## Work instructions
[a] In the interview transcript, rewrite the passage from "So my dear friend" to "to hear it.", substituting "trade journal" for "magazine".
[b] In the interview transcript, what book is Chet Holmes said to have written?
[c] Write the next part of the interview transcript, picking up right after its final line.

## Reading text
⁂

But the problem is, you’re too old. So really, I’m 44 years old. I was then of course. And why? How? I don’t understand. How can I be too old at 44? Because, you know, Mitch, all of our CEOs are 27, 26, 28. I mean, our investors would see you as kind of a fossil. I said Got it. Okay. And so what I did then instead of working for them is I started my own investment bank basically and I started to build a fund and started to invest in startups and became Assist Ventures. And I ran that for a little while, always staying in touch with my friends. 

So my dear friend of Chet Holmes, and I all through the journey of Timeslips he was my, one of my greatest supporters. He worked for a large magazine and helped me get advertising space in the magazine and a very big discount, and I became a great customer, a great client for him as well. So after I wrapped up the whole VC experience, and I get it, I’m trying to skip as much of this as possible for brevities purposes. 

Doug: Oh, it’s a great story. We need to hear it.

Mitch: Okay. Well, what ended up happening then, is that I got a phone call. Now while I was after I had sold my company to sage. I’ll tell you one funny element of the story is that I went to the CEO when I just ended up being one of the Sage product lines. And I said, What is my marketing budget? And the guy said to me, it’s unlimited. I said, Yeah, great, actually. So what do I have to do to access that? He goes, do whatever you want. I said Really? He goes, yup. long as you’re making a profit you have unlimited funding. 

I said, Okay. This is what I love to hear. So what I actually did at that point, went ahead and dropped about quarter million dollars worth of direct mail into the US postal system. Now, what this guy did was that put the last nine months leading up to that I had been testing my direct mail offer for nine months. I must have ran 19 or 20 tests, and we tested envelope size color headlines. Words size. I mean, we tend

Doug: Anything you could test.

Mitch: Anything. By the time we got the go-ahead to drop that quarter-million piece direct mail blast, we had perfected everything. We had our upgraded software ready to go, debugged and running. And we killed it. We generated triple the profits we did before. I never had the nerve to spend that kind of money when I was on my own. So we just murdered it. And then later after I sold the company, we were told that we had generated, our profits increased 500% while at Sage. 

Now, I mentioned earlier I met Chet Holmes at Sage, at Timeslips and Chet and I became very, very close friends. We spoke every week, sometimes several times a week and I had a health scare and he was with me just about every day supporting me from his offices in Los Angeles. And as he and I both developed our careers and our businesses, he came to me and said, Look, I’m having a problem here with my own little startup, Chet Holmes International. Would you join me? Help me? 

And I said, Yes. Well, once I did, I started growing his company like wildfire. And what happened as a result was that he ended up engineering a conversation with Tony Robbins. So Chet, Tony and I got on a phone call every Thursday night and talked about how we can build a company together. And that was the beginning of Business Breakthroughs International. 

Doug: Got it. And those of you who don’t know Chet Holmes who’s now departed, but when he was with us, he wrote the Ultimate Sales Machine. So pretty well-regarded book in the pantheon of sales books, I would say. One of my favorites.

Mitch :Yeah, me too. Me too. So then the journey began with Tony and Chet and the three of us together, went from about 3 million in revenue to close to 30 million in revenue, all by executing a training, coaching and consulting.

⁂

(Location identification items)
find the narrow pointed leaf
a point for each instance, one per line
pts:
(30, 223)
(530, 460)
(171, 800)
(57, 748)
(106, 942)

⁂

## Answers to the exercise
[a]
So my dear friend of Chet Holmes, and I all through the journey of Timeslips he was my, one of my greatest supporters. He worked for a large trade journal and helped me get advertising space in the trade journal and a very big discount, and I became a great customer, a great client for him as well. So after I wrapped up the whole VC experience, and I get it, I’m trying to skip as much of this as possible for brevities purposes. 

Doug: Oh, it’s a great story. We need to hear it.

[b] The Ultimate Sales Machine.

[c]
Doug: When you think back to the growth, success of that trajectory, what do you think the one to three you know, sort of key success elements were? What key factors? Now that you’ve got perspective, looking back in time, what do you guys think, what levers did you pull that really, really made a difference?

Mitch’s Key Factors for Growth and Success

Mitch: Well, we were, as a group, the three of us Chet, Tony and I, we had an enormously diverse experience. You know, I was a product guy. Tony Robbins is a coaching guy and Chet was a training guy. So between the three of us, we had engineered some very powerful strategies. The first thing, to answer your question, if I had to name three, it would be promotion and marketing, product strategy and sales strategy. My expertise is in sales strategy and marketing strategy. So for me, this was an incredible laboratory to experiment in. Chet and I would riff on marketing ideas, sometimes for hours, and until we perfected something and then we would launch it and try it. Didn’t always work, but we got a pretty good track record. 

It worked pretty darn well most of the time. So here were the advantages that most people would not be willing to try. We started out marketing our webinar on radio. Now, most people have no idea How to use radio. Most people don’t have a clue what radio is capable of. But you do because you read my book The Invisible Organization. When we started, we were spending about $15,000 a month on radio. And we were building the company using that as our primary lead generation system. 

Later, as we scaled that, by the time we basically stopped, by the time I resigned from the company, we were spending about 125,000 a month and had perfected radio to the point where we knew we could break even at a minimum with our ad spend. And for us, what we understood very, very deeply was the value of lifetime customers. So we knew that if we signed somebody for a $199 product that they were worth $11,200 in lifetime value to the company. And that’s for every single sale we made. So that was the premise by which we could take things forward. Other people would stop if they lost a few dollars on a marketing campaign. 

We didn’t stop because we knew that we could pay up to 1200 dollars for a lead that would convert. And as it turned out, we converted a lot and for a lot less. And at that time, what one of the things that we realized very quickly, was that a buyer who buys is a buyer who will continue to buy. And what that meant is that we knew that by building a true relationship with our clients, we were able to sell that same person over and over and over again, and sell them things that in the beginning of our relationship they would never dream or even wanted.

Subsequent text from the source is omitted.